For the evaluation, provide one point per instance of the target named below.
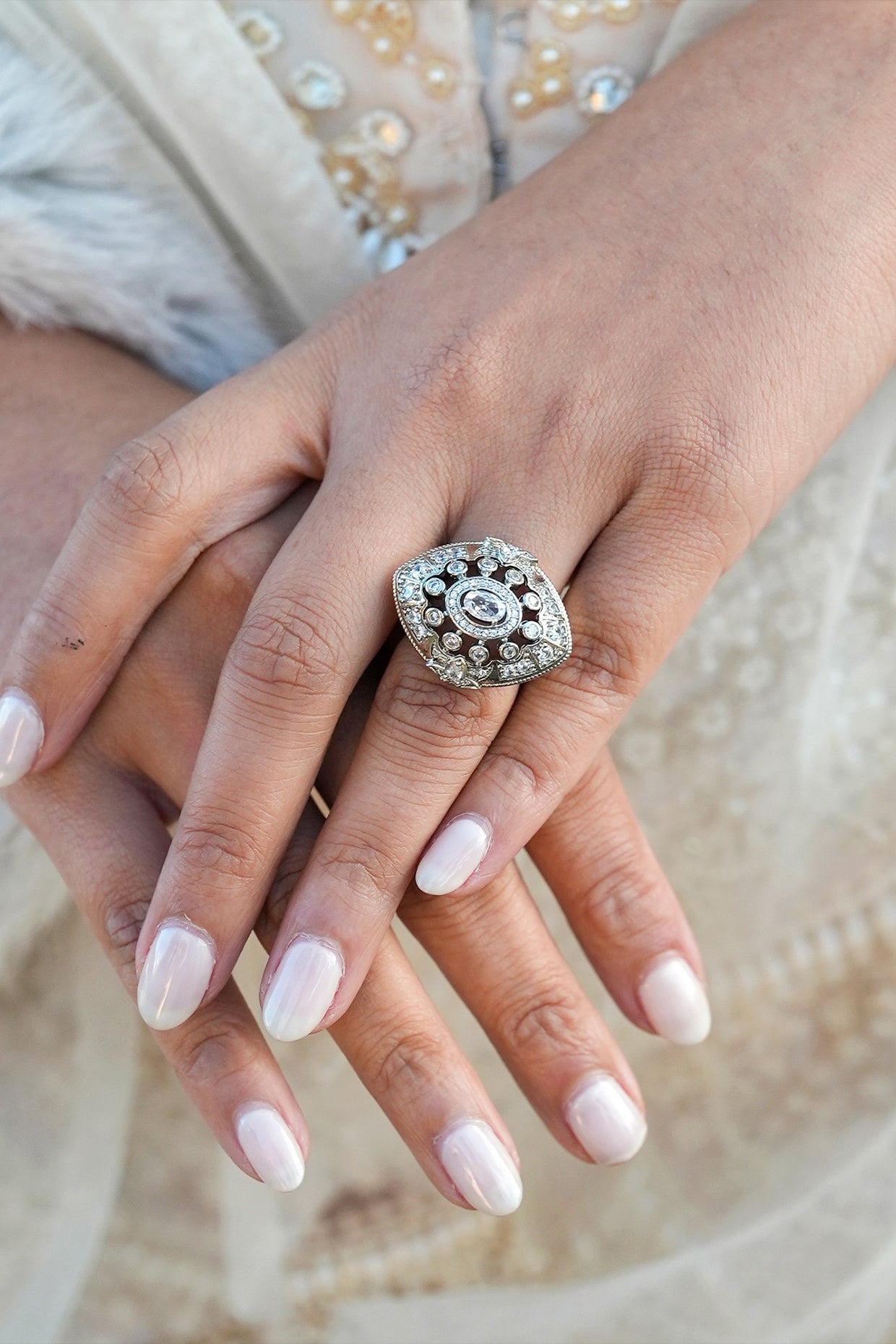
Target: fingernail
(303, 989)
(606, 1121)
(453, 856)
(270, 1148)
(481, 1167)
(175, 976)
(675, 1001)
(20, 736)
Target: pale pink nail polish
(675, 1001)
(453, 856)
(270, 1147)
(480, 1167)
(20, 736)
(606, 1121)
(176, 975)
(303, 988)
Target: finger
(211, 468)
(109, 843)
(408, 1059)
(316, 621)
(636, 593)
(497, 953)
(419, 745)
(622, 909)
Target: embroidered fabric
(762, 761)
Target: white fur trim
(82, 248)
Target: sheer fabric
(762, 761)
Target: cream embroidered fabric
(762, 761)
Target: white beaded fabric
(762, 761)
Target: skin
(103, 811)
(641, 351)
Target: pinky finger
(111, 853)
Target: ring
(483, 613)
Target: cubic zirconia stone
(484, 606)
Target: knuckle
(543, 1023)
(426, 711)
(288, 648)
(207, 1054)
(144, 480)
(215, 843)
(405, 1066)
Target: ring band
(483, 613)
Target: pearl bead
(619, 11)
(438, 77)
(546, 56)
(570, 14)
(523, 98)
(345, 11)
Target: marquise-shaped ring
(483, 613)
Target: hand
(103, 814)
(632, 422)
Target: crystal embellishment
(602, 90)
(469, 633)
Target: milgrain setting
(483, 613)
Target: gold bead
(553, 87)
(619, 11)
(384, 48)
(345, 11)
(570, 15)
(547, 56)
(345, 173)
(392, 17)
(523, 95)
(438, 77)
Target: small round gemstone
(317, 86)
(484, 606)
(603, 89)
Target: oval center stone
(484, 606)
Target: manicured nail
(481, 1167)
(453, 856)
(303, 989)
(20, 736)
(606, 1121)
(270, 1147)
(175, 976)
(675, 1001)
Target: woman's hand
(622, 366)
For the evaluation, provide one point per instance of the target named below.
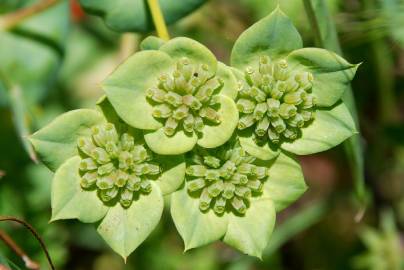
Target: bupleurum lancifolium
(238, 126)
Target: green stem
(158, 19)
(11, 20)
(326, 37)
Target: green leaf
(230, 81)
(216, 135)
(151, 43)
(329, 128)
(134, 15)
(285, 183)
(196, 228)
(181, 47)
(177, 144)
(125, 229)
(332, 73)
(126, 87)
(274, 35)
(56, 142)
(69, 200)
(251, 233)
(173, 173)
(264, 152)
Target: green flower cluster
(115, 166)
(224, 180)
(219, 139)
(276, 100)
(186, 98)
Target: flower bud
(216, 188)
(278, 124)
(273, 135)
(86, 145)
(260, 110)
(220, 205)
(255, 185)
(105, 182)
(245, 105)
(188, 123)
(198, 124)
(145, 186)
(170, 126)
(196, 184)
(196, 170)
(273, 107)
(238, 205)
(192, 102)
(105, 169)
(210, 114)
(281, 70)
(87, 164)
(239, 178)
(173, 99)
(181, 112)
(262, 127)
(243, 192)
(162, 111)
(228, 190)
(108, 194)
(126, 198)
(287, 110)
(133, 183)
(204, 200)
(88, 179)
(246, 121)
(121, 178)
(211, 161)
(212, 175)
(100, 155)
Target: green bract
(104, 171)
(233, 196)
(289, 97)
(177, 93)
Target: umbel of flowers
(276, 101)
(115, 166)
(238, 127)
(224, 179)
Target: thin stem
(30, 264)
(158, 19)
(11, 20)
(313, 22)
(34, 233)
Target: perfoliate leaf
(125, 229)
(69, 200)
(274, 36)
(57, 141)
(134, 15)
(332, 73)
(285, 183)
(196, 228)
(126, 87)
(330, 128)
(216, 135)
(251, 233)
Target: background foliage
(48, 70)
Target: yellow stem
(158, 19)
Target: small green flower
(177, 93)
(289, 97)
(104, 172)
(233, 196)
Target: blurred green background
(53, 63)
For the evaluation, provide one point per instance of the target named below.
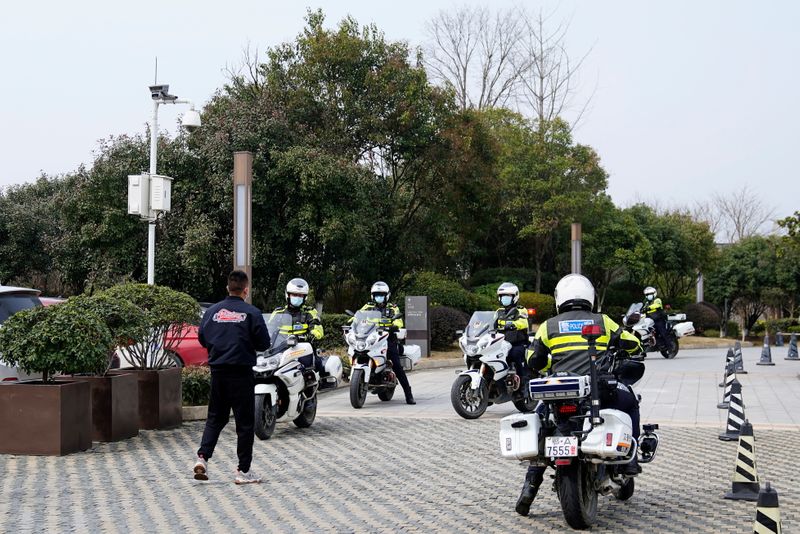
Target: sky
(687, 98)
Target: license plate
(560, 446)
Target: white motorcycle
(285, 390)
(367, 339)
(643, 327)
(585, 445)
(489, 378)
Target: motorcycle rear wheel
(266, 417)
(671, 351)
(358, 389)
(577, 495)
(307, 416)
(469, 403)
(386, 394)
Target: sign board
(417, 324)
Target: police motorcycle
(637, 322)
(367, 338)
(489, 378)
(285, 390)
(586, 445)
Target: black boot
(529, 490)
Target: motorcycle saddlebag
(611, 439)
(519, 436)
(410, 356)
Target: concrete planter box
(51, 419)
(115, 406)
(159, 398)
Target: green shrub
(444, 323)
(704, 315)
(545, 305)
(441, 291)
(56, 339)
(523, 278)
(164, 309)
(195, 385)
(332, 324)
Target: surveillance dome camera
(191, 120)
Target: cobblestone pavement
(373, 474)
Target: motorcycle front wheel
(577, 495)
(358, 389)
(266, 417)
(307, 416)
(672, 350)
(467, 402)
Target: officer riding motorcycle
(512, 319)
(306, 325)
(559, 347)
(391, 314)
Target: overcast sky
(689, 97)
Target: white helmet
(296, 286)
(507, 288)
(380, 288)
(574, 291)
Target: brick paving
(373, 474)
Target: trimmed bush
(164, 309)
(56, 339)
(704, 315)
(444, 323)
(196, 385)
(545, 305)
(332, 324)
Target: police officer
(232, 331)
(513, 319)
(391, 315)
(655, 311)
(306, 325)
(559, 346)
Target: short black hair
(237, 281)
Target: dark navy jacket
(232, 331)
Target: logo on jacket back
(573, 327)
(227, 316)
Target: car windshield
(479, 324)
(365, 322)
(12, 303)
(279, 327)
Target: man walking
(232, 331)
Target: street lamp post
(190, 121)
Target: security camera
(191, 120)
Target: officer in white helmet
(391, 314)
(559, 346)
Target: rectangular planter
(115, 406)
(159, 398)
(53, 419)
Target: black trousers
(624, 401)
(393, 353)
(231, 388)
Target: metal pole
(151, 227)
(576, 248)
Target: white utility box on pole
(139, 195)
(160, 192)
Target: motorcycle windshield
(479, 324)
(279, 327)
(366, 322)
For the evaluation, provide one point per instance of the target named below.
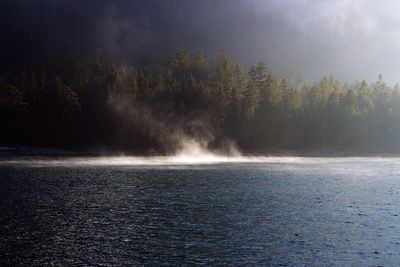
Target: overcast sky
(351, 39)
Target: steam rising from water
(190, 153)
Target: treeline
(91, 106)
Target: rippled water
(283, 212)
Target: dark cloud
(308, 38)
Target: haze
(304, 39)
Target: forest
(147, 108)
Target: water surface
(275, 211)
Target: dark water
(318, 212)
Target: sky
(305, 39)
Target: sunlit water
(229, 211)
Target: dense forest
(120, 107)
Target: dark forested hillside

# # # # # # #

_Request_
Rewrite all the rows above with "evaluation" changed to "assessment" and everything else unchanged. Omit the pictures.

_Written solution_
For the assessment, provide one point per instance of the target named below.
Target: fingernail
(303, 989)
(606, 1121)
(453, 856)
(270, 1148)
(481, 1167)
(175, 976)
(675, 1001)
(20, 736)
Target: pale pink nail polish
(675, 1001)
(453, 856)
(270, 1147)
(480, 1167)
(20, 736)
(606, 1121)
(176, 975)
(303, 988)
Target: finger
(211, 468)
(109, 843)
(408, 1059)
(316, 621)
(636, 593)
(497, 953)
(419, 745)
(622, 909)
Target: embroidered fabric
(762, 761)
Target: white fur trim
(82, 248)
Target: sheer fabric
(762, 761)
Target: cream embroidered fabric
(762, 761)
Target: white beaded fabric
(762, 761)
Target: skin
(103, 811)
(641, 351)
Target: pinky finger
(111, 853)
Target: ring
(483, 613)
Target: cubic zirconia stone
(484, 606)
Target: knuckle
(543, 1023)
(426, 711)
(288, 648)
(207, 1054)
(144, 480)
(215, 843)
(405, 1066)
Target: ring band
(483, 613)
Target: pearl bead
(619, 11)
(438, 77)
(546, 56)
(570, 14)
(523, 98)
(345, 11)
Target: marquise-shaped ring
(483, 613)
Target: hand
(103, 814)
(632, 422)
Target: crystal embellishment
(602, 90)
(469, 633)
Target: milgrain setting
(483, 613)
Target: gold bead
(553, 87)
(619, 11)
(384, 48)
(345, 11)
(570, 15)
(547, 56)
(345, 173)
(392, 17)
(523, 95)
(438, 77)
Target: small round gemstone
(317, 86)
(484, 606)
(603, 89)
Target: oval center stone
(484, 606)
Target: manicured nail
(481, 1167)
(453, 856)
(303, 989)
(20, 736)
(606, 1121)
(270, 1147)
(175, 976)
(675, 1001)
Target: woman's hand
(622, 366)
For the assessment, provide one point per instance of the target named below.
Target: bupleurum lancifolium
(238, 126)
Target: green stem
(158, 19)
(11, 20)
(326, 37)
Target: green leaf
(230, 81)
(216, 135)
(151, 43)
(329, 128)
(134, 15)
(285, 183)
(196, 228)
(181, 47)
(177, 144)
(125, 229)
(332, 73)
(126, 87)
(274, 35)
(56, 142)
(69, 200)
(251, 233)
(173, 173)
(264, 152)
Target: green flower cluster
(115, 166)
(224, 180)
(219, 139)
(276, 100)
(186, 98)
Target: flower bud
(216, 188)
(278, 124)
(273, 135)
(86, 145)
(260, 110)
(220, 205)
(255, 185)
(105, 182)
(245, 105)
(188, 123)
(198, 124)
(145, 186)
(170, 126)
(196, 184)
(196, 170)
(273, 107)
(238, 205)
(192, 102)
(105, 169)
(210, 114)
(281, 70)
(87, 164)
(239, 178)
(173, 99)
(181, 112)
(262, 127)
(243, 192)
(162, 111)
(228, 190)
(108, 194)
(126, 198)
(287, 110)
(133, 183)
(204, 200)
(88, 179)
(246, 121)
(121, 178)
(211, 161)
(212, 175)
(100, 155)
Target: green bract
(104, 171)
(233, 196)
(289, 97)
(177, 93)
Target: umbel of flowers
(276, 101)
(115, 166)
(238, 127)
(224, 179)
Target: thin stem
(30, 264)
(158, 19)
(11, 20)
(313, 22)
(34, 233)
Target: perfoliate leaf
(125, 229)
(69, 200)
(274, 36)
(57, 141)
(134, 15)
(332, 73)
(285, 183)
(196, 228)
(126, 87)
(330, 128)
(216, 135)
(251, 233)
Target: background foliage
(48, 70)
Target: yellow stem
(158, 19)
Target: small green flower
(177, 93)
(289, 97)
(104, 172)
(233, 196)
Target: blurred green background
(53, 63)
For the assessment, provide one point per instance of the target named below.
Target: sky
(687, 98)
Target: license plate
(560, 446)
Target: white motorcycle
(285, 390)
(367, 339)
(643, 327)
(585, 445)
(489, 378)
Target: motorcycle rear wheel
(266, 417)
(671, 351)
(358, 389)
(577, 495)
(307, 416)
(469, 403)
(386, 394)
Target: sign board
(417, 324)
Target: police motorcycle
(637, 322)
(367, 338)
(489, 378)
(285, 390)
(586, 445)
Target: black boot
(529, 490)
Target: motorcycle saddlebag
(611, 439)
(519, 436)
(410, 356)
Target: concrete planter box
(51, 419)
(115, 406)
(159, 398)
Target: green shrub
(444, 323)
(704, 315)
(545, 305)
(441, 291)
(56, 339)
(523, 278)
(164, 309)
(195, 385)
(332, 324)
Target: surveillance dome camera
(191, 120)
Target: cobblestone pavement
(373, 474)
Target: motorcycle front wheel
(577, 495)
(358, 389)
(266, 417)
(307, 416)
(672, 350)
(467, 402)
Target: officer riding motorcycle
(512, 319)
(306, 325)
(559, 347)
(391, 314)
Target: overcast sky
(689, 97)
Target: white helmet
(296, 286)
(507, 288)
(380, 288)
(574, 291)
Target: brick paving
(373, 474)
Target: trimmed bush
(164, 309)
(56, 339)
(704, 315)
(444, 323)
(196, 385)
(545, 305)
(332, 324)
Target: police officer
(232, 331)
(513, 319)
(391, 315)
(655, 311)
(306, 325)
(559, 346)
Target: short black hair
(237, 281)
Target: dark navy jacket
(232, 331)
Target: logo on jacket back
(573, 327)
(227, 316)
Target: car windshield
(479, 324)
(365, 322)
(12, 303)
(279, 327)
Target: man walking
(232, 331)
Target: street lamp post
(190, 121)
Target: security camera
(191, 120)
Target: officer in white helmet
(391, 314)
(559, 346)
Target: rectangular planter
(115, 406)
(159, 398)
(53, 419)
Target: black trousers
(624, 401)
(393, 353)
(231, 388)
Target: metal pole
(151, 227)
(576, 248)
Target: white utility box on pole
(139, 195)
(160, 192)
Target: motorcycle windshield
(479, 324)
(279, 327)
(366, 322)
For the assessment, provide one point per instance of the target named below.
Target: overcast sky
(351, 39)
Target: steam rising from water
(190, 153)
Target: treeline
(91, 106)
Target: rippled water
(283, 212)
Target: dark cloud
(308, 38)
Target: haze
(304, 39)
Target: forest
(147, 108)
Target: water surface
(275, 211)
Target: dark water
(318, 212)
Target: sky
(305, 39)
Target: sunlit water
(229, 211)
Target: dense forest
(120, 107)
Target: dark forested hillside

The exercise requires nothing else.